** start of Excerpt **

This supplement to the proxy statement sets forth additional information related to the merger contemplated by the proxy statement. The information contained in these additional materials supplements the information contained in the proxy statement.
Purposes of the Special Meeting
As discussed in more detail in VTBC's proxy statement, the special meeting has been called for shareholders to consider and vote upon the following matters:
1. To consider and vote upon a proposal to approve and adopt the Agreement and Plan of Merger dated as of May 16, 2005 (the "Merger Agreement"), by and among VTBC, Hibernation Holding Company, Inc., a Delaware corporation ("Buyer") and Hibernation Company, Inc., a Delaware corporation ("Merger Sub"), pursuant to which, among other things, Merger Sub will be merged with and into VTBC (the "Merger"), with VTBC as the surviving corporation and: (1) each share of VTBC's common stock outstanding at the time of the merger (other than shares held by certain shareholders) will be converted into the right to receive $6.50 in cash; (2) each share of VTBC's Series C preferred stock outstanding at the time of the merger will be converted into the right to receive $6.50 for each share of VTBC's common stock into which such share of Series C preferred stock is eligible to be converted according to its terms, plus the amount of any accrued but unpaid dividends; and (3) each share of VTBC's Series D preferred sto ck outstanding at the time of the merger will be converted into the right to receive $6.50 for each share of VTBC's common stock into which such share of Series D preferred stock is eligible to be converted according to its terms, plus the amount of any accrued but unpaid dividends, as described in the proxy statement.

** end of Excerpt **
** start of Material provided **

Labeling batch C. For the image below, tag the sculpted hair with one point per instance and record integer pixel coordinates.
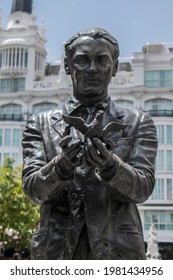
(94, 32)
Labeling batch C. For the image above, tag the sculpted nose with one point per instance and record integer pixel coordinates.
(93, 67)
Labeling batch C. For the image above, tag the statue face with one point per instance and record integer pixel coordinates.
(91, 67)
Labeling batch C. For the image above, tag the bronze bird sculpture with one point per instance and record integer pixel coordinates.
(95, 128)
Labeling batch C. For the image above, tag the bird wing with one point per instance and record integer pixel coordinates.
(76, 122)
(113, 126)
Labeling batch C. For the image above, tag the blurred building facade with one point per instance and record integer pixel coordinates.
(28, 85)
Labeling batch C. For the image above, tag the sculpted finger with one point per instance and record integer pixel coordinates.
(109, 143)
(94, 154)
(88, 157)
(105, 154)
(74, 153)
(64, 141)
(72, 146)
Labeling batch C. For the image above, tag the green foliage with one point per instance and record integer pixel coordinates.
(18, 217)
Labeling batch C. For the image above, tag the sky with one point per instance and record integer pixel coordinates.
(133, 22)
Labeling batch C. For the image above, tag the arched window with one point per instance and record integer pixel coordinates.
(45, 106)
(125, 103)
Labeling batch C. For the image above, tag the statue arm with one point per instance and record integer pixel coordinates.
(40, 180)
(134, 180)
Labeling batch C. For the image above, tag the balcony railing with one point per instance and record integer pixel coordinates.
(160, 113)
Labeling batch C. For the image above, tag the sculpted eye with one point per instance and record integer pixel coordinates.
(81, 59)
(102, 59)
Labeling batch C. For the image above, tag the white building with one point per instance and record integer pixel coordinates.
(145, 82)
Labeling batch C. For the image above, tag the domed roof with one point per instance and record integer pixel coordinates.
(15, 41)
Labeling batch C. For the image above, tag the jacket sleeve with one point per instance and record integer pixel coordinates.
(134, 179)
(40, 181)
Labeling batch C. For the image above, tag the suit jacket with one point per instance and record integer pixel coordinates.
(107, 207)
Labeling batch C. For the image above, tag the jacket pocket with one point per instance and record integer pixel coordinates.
(39, 244)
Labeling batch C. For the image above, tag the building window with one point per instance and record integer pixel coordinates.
(160, 160)
(43, 107)
(12, 85)
(158, 104)
(10, 109)
(7, 137)
(1, 137)
(158, 193)
(163, 220)
(6, 155)
(15, 156)
(14, 58)
(125, 103)
(16, 137)
(169, 160)
(158, 78)
(169, 189)
(169, 134)
(160, 133)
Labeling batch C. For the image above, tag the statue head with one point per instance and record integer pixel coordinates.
(91, 58)
(95, 33)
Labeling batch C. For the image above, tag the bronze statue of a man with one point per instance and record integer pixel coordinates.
(88, 176)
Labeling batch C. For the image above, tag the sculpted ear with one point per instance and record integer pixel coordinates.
(115, 69)
(66, 67)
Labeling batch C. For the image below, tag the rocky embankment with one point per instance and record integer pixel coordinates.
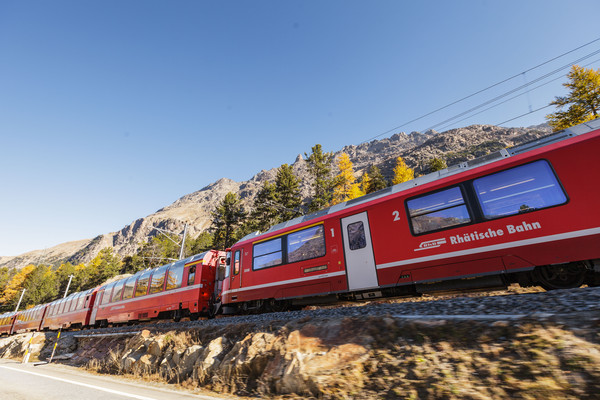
(524, 346)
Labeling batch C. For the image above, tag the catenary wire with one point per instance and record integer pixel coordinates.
(482, 90)
(513, 90)
(514, 97)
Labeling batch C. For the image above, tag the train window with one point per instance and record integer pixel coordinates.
(63, 303)
(236, 262)
(175, 275)
(267, 254)
(117, 291)
(437, 211)
(158, 279)
(142, 287)
(128, 288)
(74, 301)
(306, 244)
(356, 236)
(191, 275)
(81, 301)
(107, 292)
(517, 190)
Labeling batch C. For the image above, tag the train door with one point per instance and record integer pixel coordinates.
(95, 306)
(235, 273)
(360, 261)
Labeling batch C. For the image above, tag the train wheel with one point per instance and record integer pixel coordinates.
(278, 305)
(563, 276)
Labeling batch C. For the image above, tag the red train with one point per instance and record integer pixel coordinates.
(185, 288)
(524, 215)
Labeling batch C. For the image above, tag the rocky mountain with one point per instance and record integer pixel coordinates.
(416, 149)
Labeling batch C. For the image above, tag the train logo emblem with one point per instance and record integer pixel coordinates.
(431, 244)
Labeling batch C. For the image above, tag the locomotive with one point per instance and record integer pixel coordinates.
(526, 214)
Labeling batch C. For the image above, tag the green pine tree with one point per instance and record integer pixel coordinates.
(319, 166)
(583, 100)
(227, 219)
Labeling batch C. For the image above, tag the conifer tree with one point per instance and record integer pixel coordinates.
(346, 187)
(265, 212)
(319, 166)
(287, 187)
(402, 172)
(227, 218)
(583, 100)
(40, 285)
(376, 180)
(104, 266)
(365, 183)
(15, 286)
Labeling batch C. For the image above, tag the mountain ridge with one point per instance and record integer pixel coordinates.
(195, 208)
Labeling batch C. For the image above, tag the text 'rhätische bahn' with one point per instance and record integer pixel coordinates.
(528, 215)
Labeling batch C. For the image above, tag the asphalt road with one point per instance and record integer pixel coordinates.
(58, 382)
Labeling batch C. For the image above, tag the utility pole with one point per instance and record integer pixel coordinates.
(20, 298)
(60, 328)
(183, 242)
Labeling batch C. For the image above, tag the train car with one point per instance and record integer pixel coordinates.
(524, 215)
(74, 311)
(7, 322)
(30, 320)
(184, 288)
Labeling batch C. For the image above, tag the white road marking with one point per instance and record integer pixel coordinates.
(134, 396)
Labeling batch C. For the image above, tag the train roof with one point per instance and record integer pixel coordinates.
(434, 176)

** end of Material provided **

■ Task list:
A: Filter the records above to the lines that contain the string "bird" and copy each of those lines. Case counts.
B: Take the proxy supplement on the VTBC merger further by continuing it from its final sentence.

■ Responses:
A:
Labeling batch C. For the image above, tag the bronze bird sculpture with one point per instance and record integer pixel coordinates.
Labeling batch C. For the image above, tag the bird wing with one point per instance and record integer pixel coordinates.

B:
2. To consider and vote on any motion submitted to a vote of the shareholders to adjourn or postpone the special meeting to another time and place for the purpose of soliciting additional proxies.
3. To consider and vote upon any other matters that properly come before the special meeting or any adjournments or postponements of the special meeting.
You may revoke your proxy in the manner described in the proxy statement at any time before it has been voted at the special meeting. Any shareholder attending the special meeting may vote in person even if he or she has returned a proxy.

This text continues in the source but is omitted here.